-- BEGIN Quoted text --

Dalibor Chatrný – The Skeletons in Interpretations of Photographs by Jindřich Štreit
11. 3. 2021

In 1996, Dalibor Chatrný realized an exceptional series titled Interpretations of Photographs by Jindřich Štreit. It comprises a selection from Štreit’s systematic photographic documentation of the foothills of the Jeseníky Mountains between the 1960s and 1980s, uncovering the authentic and highly specific existential conditions of the local people. Their lives are lived with a firm sense of belonging to their delineated time-space, which reflects a broad range of social and psychological states in all phases of life. One of the dominant authoritative roles is played by the local priest, who accompanies the locals from their birth to their final fulfillment in life.
Chatrný and Štreit share an interest in the phenomenon of the human being and its journey through life. This is why Chatrný visited Štreit’s darkroom to collect a large number of discarded photographs, unsuitable technically for Štreit, which the artist then transformed into his own form of expressive visual communication, full of translations, re-drawings, perforations and collages.

-- END Quoted text --
-- BEGIN Listed entries --

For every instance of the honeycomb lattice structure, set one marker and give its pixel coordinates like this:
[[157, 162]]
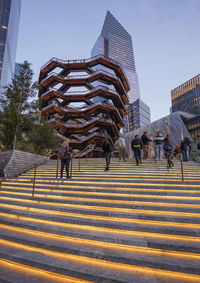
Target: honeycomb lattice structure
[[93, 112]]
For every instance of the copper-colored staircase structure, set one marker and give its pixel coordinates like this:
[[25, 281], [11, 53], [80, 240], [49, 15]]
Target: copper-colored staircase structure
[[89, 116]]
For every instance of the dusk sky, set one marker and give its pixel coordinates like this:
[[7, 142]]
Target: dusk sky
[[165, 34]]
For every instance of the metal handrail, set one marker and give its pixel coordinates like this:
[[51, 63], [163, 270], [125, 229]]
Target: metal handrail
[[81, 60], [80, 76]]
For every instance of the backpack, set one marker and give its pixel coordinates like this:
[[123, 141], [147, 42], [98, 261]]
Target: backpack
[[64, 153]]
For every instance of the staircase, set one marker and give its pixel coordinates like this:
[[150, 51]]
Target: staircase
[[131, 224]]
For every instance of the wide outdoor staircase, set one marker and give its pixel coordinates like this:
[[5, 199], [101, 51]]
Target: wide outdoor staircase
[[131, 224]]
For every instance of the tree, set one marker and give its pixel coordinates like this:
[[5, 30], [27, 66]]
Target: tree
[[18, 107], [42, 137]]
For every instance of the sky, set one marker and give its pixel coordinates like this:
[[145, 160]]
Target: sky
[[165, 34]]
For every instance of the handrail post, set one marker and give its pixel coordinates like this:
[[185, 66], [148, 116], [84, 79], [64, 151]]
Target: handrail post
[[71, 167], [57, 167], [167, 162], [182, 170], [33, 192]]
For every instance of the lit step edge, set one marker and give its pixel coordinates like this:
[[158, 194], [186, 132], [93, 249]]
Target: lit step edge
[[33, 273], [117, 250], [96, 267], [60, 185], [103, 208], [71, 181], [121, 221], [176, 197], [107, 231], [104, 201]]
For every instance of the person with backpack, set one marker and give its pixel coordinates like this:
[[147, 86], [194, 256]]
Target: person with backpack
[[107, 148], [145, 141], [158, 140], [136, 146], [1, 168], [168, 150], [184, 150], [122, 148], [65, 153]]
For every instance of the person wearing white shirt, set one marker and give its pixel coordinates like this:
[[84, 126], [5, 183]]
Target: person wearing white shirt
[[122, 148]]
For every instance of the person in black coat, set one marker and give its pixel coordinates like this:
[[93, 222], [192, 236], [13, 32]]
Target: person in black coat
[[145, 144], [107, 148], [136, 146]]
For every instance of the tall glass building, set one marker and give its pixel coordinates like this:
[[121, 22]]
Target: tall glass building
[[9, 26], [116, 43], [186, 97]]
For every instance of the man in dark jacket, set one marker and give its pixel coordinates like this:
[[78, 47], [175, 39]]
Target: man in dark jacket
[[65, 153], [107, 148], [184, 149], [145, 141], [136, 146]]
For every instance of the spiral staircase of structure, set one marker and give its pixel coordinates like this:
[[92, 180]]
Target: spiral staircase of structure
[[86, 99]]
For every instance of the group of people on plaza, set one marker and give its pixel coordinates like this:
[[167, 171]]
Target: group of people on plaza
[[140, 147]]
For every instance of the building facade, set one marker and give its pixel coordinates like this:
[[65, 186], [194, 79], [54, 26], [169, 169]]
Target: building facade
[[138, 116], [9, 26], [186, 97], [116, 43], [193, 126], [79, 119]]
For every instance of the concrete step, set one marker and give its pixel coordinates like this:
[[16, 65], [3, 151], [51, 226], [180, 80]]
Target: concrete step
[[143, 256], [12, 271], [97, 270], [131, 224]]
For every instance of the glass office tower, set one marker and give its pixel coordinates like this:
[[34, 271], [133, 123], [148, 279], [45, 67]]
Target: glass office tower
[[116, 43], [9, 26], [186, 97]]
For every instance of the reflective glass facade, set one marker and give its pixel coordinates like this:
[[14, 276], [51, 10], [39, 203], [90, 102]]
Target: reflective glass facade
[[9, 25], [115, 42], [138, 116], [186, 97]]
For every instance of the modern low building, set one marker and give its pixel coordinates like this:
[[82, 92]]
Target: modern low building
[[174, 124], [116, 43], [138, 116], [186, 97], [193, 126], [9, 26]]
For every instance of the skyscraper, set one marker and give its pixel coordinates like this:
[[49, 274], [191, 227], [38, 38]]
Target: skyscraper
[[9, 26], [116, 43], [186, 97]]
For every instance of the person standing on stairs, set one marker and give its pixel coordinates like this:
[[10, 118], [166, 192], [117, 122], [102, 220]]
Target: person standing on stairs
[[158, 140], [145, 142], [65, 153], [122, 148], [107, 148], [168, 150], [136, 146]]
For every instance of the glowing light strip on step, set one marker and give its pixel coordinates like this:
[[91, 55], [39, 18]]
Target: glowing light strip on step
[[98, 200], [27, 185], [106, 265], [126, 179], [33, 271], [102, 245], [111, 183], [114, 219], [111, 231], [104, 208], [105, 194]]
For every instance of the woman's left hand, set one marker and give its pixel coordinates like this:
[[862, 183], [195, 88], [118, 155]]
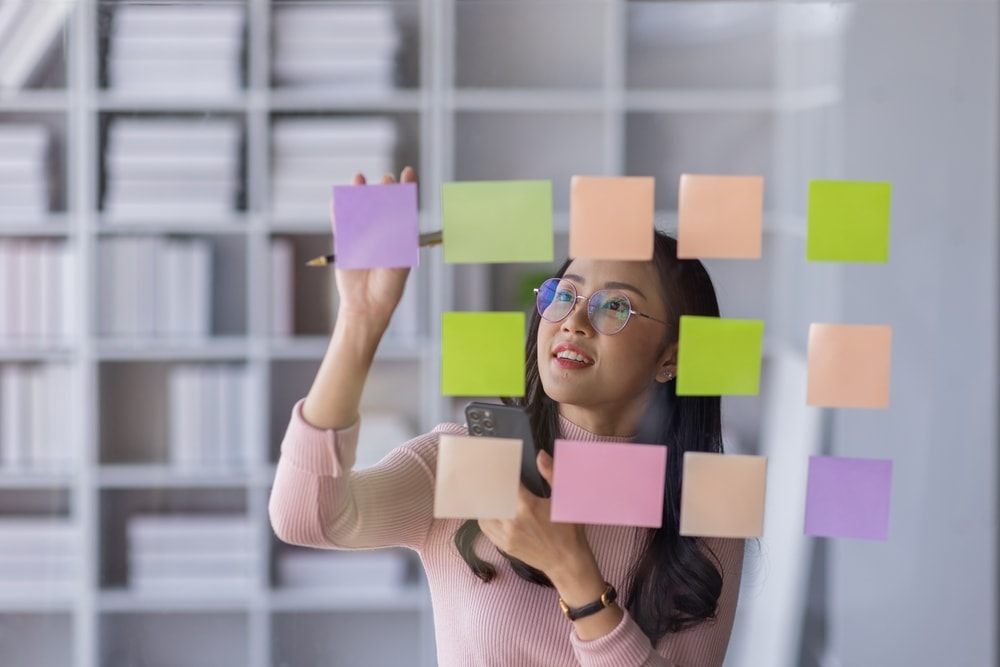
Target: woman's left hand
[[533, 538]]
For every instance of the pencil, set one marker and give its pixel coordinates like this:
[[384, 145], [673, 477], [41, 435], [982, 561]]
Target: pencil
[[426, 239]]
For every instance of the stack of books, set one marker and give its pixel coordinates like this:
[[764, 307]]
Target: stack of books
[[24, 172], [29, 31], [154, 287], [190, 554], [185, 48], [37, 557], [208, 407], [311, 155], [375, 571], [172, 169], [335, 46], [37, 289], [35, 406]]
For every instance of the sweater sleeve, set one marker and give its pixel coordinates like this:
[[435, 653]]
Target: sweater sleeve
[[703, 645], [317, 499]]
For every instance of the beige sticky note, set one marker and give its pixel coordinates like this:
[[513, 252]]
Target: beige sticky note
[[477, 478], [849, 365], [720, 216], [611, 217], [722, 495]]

-- END Listed entries --

Written exercise A: In the article on Dalibor Chatrný, where did Chatrný go to collect the discarded photographs he later transformed?
Written exercise B: Write out the records again, from the line with "For every instance of the tree, set" up to and including the line with "[[140, 147]]".

Full solution A: He went to Jindřich Štreit's darkroom.

Full solution B:
For every instance of the tree, set one marker and give its pixel coordinates like this:
[[5, 30], [27, 66]]
Target: tree
[[18, 107], [42, 137]]
For every instance of the sky, set one marker and give its pixel coordinates like this:
[[145, 160]]
Target: sky
[[165, 34]]
For every instance of the handrail post, set one marker and give its pixel coordinates like this:
[[185, 66], [148, 116], [84, 79], [64, 151]]
Target: handrail post
[[71, 167], [57, 167], [167, 162], [182, 170], [33, 192]]
For every instance of the lit step edge, set one marker and give its pixel coordinates like this:
[[158, 194], [186, 132], [93, 249]]
Target: lit step edge
[[33, 273], [117, 250], [96, 267], [60, 185], [103, 208], [71, 181], [121, 221], [176, 197], [107, 231], [104, 201]]
For every instance of the person with backpack, set one marker and give its pixel coordinates like this:
[[147, 86], [194, 256]]
Target: person with backpack
[[107, 148], [145, 141], [158, 140], [136, 146], [1, 168], [168, 150], [184, 150], [122, 148], [65, 153]]
For every instance of the person wearing white shirt, set one marker and give its pixel coordinates like this:
[[84, 126], [5, 183]]
Target: person wearing white shirt
[[122, 148]]
For every instance of the person in black coat, set one marker and give its pixel coordinates like this:
[[93, 222], [192, 236], [13, 32]]
Target: person in black coat
[[145, 144], [107, 148], [136, 146]]
For every instance of the tall glass building, set one marker and give its pixel coordinates like this:
[[121, 22]]
Target: tall glass building
[[9, 26], [116, 43], [186, 97]]
For every instance of the man in dark jacket, set one marker and give its pixel coordinates like this:
[[78, 47], [175, 39]]
Target: man in dark jacket
[[65, 153], [107, 148], [184, 149], [145, 141], [136, 146]]
For every instance of the spiral staircase of structure, set one marker and give its pixel coordinates like this:
[[92, 180]]
Target: spiral staircase of structure
[[86, 99]]
For every instance of the group of people on plaza, set one marker and give its pixel coordinates like this:
[[167, 171]]
Target: group of people on plaza
[[140, 147]]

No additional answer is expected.